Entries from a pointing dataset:
──────────

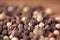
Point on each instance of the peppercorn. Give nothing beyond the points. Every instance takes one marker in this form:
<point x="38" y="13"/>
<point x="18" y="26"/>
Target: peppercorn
<point x="56" y="32"/>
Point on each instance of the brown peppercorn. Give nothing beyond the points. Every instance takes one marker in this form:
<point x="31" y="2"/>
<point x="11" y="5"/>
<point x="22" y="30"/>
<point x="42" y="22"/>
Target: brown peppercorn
<point x="6" y="38"/>
<point x="51" y="35"/>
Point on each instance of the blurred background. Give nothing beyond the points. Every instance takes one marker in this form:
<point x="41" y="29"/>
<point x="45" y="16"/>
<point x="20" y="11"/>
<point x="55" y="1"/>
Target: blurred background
<point x="54" y="4"/>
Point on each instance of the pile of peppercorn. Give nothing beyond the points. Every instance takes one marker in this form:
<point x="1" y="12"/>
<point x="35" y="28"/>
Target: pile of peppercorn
<point x="28" y="23"/>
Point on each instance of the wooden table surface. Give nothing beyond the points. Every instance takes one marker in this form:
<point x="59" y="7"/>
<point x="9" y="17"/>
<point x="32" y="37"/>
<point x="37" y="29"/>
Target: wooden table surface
<point x="54" y="4"/>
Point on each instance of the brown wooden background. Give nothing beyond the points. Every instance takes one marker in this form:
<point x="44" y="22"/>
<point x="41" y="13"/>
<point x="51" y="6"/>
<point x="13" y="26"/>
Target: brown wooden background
<point x="54" y="4"/>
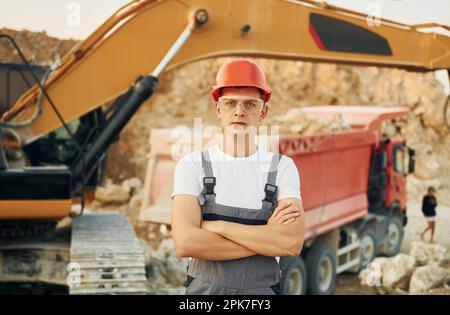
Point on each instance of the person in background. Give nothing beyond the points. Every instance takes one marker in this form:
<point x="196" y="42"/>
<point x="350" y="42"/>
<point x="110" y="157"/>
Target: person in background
<point x="429" y="204"/>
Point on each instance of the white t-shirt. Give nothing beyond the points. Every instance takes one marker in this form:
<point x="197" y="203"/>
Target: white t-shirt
<point x="240" y="182"/>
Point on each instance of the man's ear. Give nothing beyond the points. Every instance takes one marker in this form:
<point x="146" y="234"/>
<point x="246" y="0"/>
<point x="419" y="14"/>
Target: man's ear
<point x="217" y="109"/>
<point x="263" y="113"/>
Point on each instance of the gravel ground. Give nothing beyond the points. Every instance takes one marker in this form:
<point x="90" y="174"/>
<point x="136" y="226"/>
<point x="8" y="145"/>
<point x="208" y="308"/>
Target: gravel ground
<point x="348" y="283"/>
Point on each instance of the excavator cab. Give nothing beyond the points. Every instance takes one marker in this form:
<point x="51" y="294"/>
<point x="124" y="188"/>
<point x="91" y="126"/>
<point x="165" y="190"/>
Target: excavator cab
<point x="24" y="190"/>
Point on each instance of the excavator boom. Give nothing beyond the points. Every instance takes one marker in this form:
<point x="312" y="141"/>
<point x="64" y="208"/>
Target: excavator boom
<point x="134" y="40"/>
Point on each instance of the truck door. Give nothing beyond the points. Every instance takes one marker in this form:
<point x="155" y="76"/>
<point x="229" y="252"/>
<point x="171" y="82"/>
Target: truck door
<point x="398" y="175"/>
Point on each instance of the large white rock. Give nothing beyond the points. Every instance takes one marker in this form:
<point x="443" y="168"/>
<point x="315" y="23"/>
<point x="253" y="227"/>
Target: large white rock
<point x="426" y="253"/>
<point x="397" y="271"/>
<point x="427" y="277"/>
<point x="372" y="276"/>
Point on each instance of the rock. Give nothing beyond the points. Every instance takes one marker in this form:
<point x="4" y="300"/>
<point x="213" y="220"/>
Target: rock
<point x="134" y="207"/>
<point x="176" y="270"/>
<point x="112" y="193"/>
<point x="397" y="271"/>
<point x="134" y="185"/>
<point x="426" y="253"/>
<point x="427" y="277"/>
<point x="167" y="247"/>
<point x="372" y="276"/>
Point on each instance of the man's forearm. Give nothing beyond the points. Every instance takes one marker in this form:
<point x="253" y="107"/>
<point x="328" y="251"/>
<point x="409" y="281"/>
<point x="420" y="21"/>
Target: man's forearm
<point x="207" y="245"/>
<point x="268" y="240"/>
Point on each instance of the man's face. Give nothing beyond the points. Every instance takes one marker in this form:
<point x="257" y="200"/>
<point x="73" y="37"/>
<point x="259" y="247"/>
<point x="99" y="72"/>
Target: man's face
<point x="240" y="109"/>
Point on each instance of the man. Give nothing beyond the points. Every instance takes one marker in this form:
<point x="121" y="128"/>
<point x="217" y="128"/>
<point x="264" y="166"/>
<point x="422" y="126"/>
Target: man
<point x="429" y="204"/>
<point x="236" y="206"/>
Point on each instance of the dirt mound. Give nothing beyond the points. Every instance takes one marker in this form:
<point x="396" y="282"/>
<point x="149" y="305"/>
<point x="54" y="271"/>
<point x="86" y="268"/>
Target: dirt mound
<point x="183" y="94"/>
<point x="37" y="47"/>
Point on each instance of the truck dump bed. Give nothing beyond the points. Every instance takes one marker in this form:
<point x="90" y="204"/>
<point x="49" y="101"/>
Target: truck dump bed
<point x="333" y="168"/>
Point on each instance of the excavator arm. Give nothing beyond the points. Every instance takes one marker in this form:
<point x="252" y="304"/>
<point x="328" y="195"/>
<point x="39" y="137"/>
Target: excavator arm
<point x="135" y="39"/>
<point x="123" y="58"/>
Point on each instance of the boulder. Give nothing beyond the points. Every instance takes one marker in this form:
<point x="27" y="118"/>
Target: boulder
<point x="397" y="271"/>
<point x="427" y="277"/>
<point x="426" y="253"/>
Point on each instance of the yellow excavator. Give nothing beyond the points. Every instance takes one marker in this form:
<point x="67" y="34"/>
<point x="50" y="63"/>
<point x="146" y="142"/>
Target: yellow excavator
<point x="64" y="124"/>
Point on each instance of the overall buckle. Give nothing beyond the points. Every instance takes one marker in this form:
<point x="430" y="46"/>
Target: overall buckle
<point x="209" y="183"/>
<point x="271" y="193"/>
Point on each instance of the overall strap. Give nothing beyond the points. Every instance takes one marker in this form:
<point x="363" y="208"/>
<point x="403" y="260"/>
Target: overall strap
<point x="271" y="190"/>
<point x="209" y="181"/>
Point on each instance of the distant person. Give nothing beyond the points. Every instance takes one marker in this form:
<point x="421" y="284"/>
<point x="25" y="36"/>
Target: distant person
<point x="429" y="204"/>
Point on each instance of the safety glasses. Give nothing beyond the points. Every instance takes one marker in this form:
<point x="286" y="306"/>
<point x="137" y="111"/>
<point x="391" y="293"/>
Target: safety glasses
<point x="250" y="104"/>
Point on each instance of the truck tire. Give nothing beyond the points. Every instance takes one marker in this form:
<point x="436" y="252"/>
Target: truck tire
<point x="293" y="276"/>
<point x="321" y="268"/>
<point x="368" y="246"/>
<point x="394" y="236"/>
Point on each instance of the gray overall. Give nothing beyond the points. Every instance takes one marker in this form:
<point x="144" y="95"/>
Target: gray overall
<point x="258" y="274"/>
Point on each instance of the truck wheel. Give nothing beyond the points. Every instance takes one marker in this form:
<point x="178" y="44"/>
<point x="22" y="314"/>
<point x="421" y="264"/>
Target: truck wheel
<point x="367" y="247"/>
<point x="321" y="267"/>
<point x="394" y="237"/>
<point x="293" y="276"/>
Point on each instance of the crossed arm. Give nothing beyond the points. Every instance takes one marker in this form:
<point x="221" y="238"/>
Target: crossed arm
<point x="221" y="240"/>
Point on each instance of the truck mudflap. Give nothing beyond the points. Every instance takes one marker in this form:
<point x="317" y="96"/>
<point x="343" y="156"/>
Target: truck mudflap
<point x="106" y="257"/>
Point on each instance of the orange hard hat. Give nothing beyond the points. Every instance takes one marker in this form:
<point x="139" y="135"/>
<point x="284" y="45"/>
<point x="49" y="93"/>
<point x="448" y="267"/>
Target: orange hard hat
<point x="241" y="73"/>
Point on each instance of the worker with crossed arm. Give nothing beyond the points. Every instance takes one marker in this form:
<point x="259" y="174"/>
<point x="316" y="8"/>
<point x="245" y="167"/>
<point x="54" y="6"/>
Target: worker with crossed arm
<point x="237" y="206"/>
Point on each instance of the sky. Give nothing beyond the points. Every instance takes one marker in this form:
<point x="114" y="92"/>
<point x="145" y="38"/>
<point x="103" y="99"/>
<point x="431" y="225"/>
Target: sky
<point x="79" y="18"/>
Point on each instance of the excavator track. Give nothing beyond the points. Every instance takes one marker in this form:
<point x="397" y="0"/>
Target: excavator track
<point x="11" y="230"/>
<point x="105" y="256"/>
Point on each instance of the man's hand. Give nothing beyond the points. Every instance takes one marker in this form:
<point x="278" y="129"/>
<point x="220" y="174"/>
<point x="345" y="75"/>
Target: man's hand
<point x="286" y="212"/>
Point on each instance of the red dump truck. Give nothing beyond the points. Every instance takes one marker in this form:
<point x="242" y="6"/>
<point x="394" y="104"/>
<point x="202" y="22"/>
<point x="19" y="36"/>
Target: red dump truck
<point x="353" y="186"/>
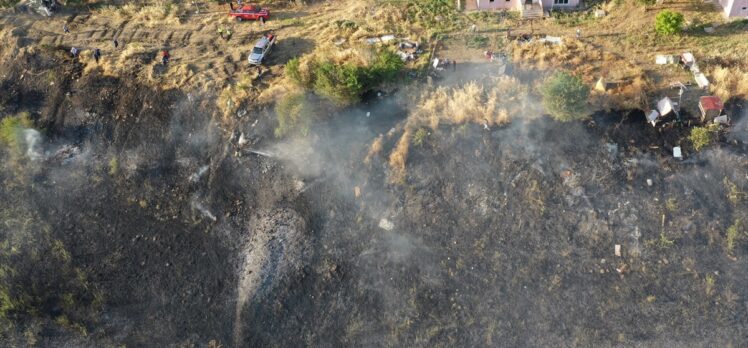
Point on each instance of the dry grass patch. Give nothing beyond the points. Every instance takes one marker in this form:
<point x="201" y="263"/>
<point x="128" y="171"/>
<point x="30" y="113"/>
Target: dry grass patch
<point x="728" y="82"/>
<point x="471" y="103"/>
<point x="161" y="12"/>
<point x="398" y="158"/>
<point x="628" y="84"/>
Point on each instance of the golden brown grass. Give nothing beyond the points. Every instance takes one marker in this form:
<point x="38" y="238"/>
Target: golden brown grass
<point x="630" y="84"/>
<point x="398" y="158"/>
<point x="470" y="103"/>
<point x="492" y="106"/>
<point x="161" y="12"/>
<point x="375" y="149"/>
<point x="729" y="82"/>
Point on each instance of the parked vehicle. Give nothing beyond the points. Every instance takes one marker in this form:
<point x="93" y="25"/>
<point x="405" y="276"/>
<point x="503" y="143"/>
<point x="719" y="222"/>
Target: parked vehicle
<point x="249" y="12"/>
<point x="261" y="49"/>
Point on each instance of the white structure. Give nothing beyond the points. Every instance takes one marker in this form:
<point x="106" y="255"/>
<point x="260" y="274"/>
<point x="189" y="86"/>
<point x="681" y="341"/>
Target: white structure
<point x="734" y="8"/>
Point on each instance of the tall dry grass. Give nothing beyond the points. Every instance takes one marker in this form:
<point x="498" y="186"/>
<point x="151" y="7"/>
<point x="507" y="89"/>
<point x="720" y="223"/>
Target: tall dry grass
<point x="491" y="105"/>
<point x="471" y="103"/>
<point x="728" y="82"/>
<point x="162" y="12"/>
<point x="398" y="158"/>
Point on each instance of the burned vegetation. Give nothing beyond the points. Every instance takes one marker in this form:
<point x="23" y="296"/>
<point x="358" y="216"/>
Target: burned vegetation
<point x="449" y="213"/>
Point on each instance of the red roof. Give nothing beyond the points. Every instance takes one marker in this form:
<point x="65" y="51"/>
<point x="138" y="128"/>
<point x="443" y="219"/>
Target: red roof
<point x="711" y="103"/>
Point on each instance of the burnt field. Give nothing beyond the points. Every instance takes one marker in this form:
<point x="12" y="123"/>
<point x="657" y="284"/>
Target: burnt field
<point x="130" y="216"/>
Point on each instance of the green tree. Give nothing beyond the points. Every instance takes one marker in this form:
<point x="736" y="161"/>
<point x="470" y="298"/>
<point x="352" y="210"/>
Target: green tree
<point x="700" y="137"/>
<point x="385" y="67"/>
<point x="565" y="97"/>
<point x="294" y="114"/>
<point x="343" y="84"/>
<point x="668" y="22"/>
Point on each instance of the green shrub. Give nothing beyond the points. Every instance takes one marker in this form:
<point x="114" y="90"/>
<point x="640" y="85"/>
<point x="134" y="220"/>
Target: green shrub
<point x="385" y="68"/>
<point x="565" y="97"/>
<point x="344" y="83"/>
<point x="700" y="137"/>
<point x="668" y="22"/>
<point x="292" y="70"/>
<point x="10" y="130"/>
<point x="294" y="114"/>
<point x="341" y="83"/>
<point x="733" y="235"/>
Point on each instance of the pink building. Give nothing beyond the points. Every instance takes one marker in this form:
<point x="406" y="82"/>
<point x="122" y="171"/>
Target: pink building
<point x="734" y="8"/>
<point x="528" y="8"/>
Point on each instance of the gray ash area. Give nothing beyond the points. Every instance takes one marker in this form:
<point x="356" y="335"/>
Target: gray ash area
<point x="143" y="222"/>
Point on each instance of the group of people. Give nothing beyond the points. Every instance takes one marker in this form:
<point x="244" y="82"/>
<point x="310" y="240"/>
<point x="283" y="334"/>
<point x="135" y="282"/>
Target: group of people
<point x="74" y="51"/>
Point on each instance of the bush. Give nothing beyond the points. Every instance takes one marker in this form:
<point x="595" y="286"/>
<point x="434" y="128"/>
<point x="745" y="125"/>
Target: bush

──────────

→ The problem
Copy the listing from the line containing "Point on each instance of the pink" through the end of the listing, swapping "bush" for "shrub" and changing nothing else.

→ Reply to the task
Point on each instance of the pink building. Give nothing beyond the points. Every instance takes one marker in this form:
<point x="406" y="82"/>
<point x="122" y="171"/>
Target: pink building
<point x="734" y="8"/>
<point x="528" y="8"/>
Point on each instance of the gray ash area. Give nothing beyond the points. Every instance takes one marker in this form:
<point x="356" y="335"/>
Target: gray ash area
<point x="143" y="222"/>
Point on each instance of the group of people. Give nothing beyond the points. Every instance takes one marker in this form:
<point x="244" y="82"/>
<point x="310" y="240"/>
<point x="283" y="334"/>
<point x="135" y="282"/>
Target: group of people
<point x="74" y="51"/>
Point on each instance of the shrub. Give nothing beyond the points. Every instance takes one marker in this form:
<point x="595" y="286"/>
<point x="434" y="128"/>
<point x="745" y="125"/>
Target: shrub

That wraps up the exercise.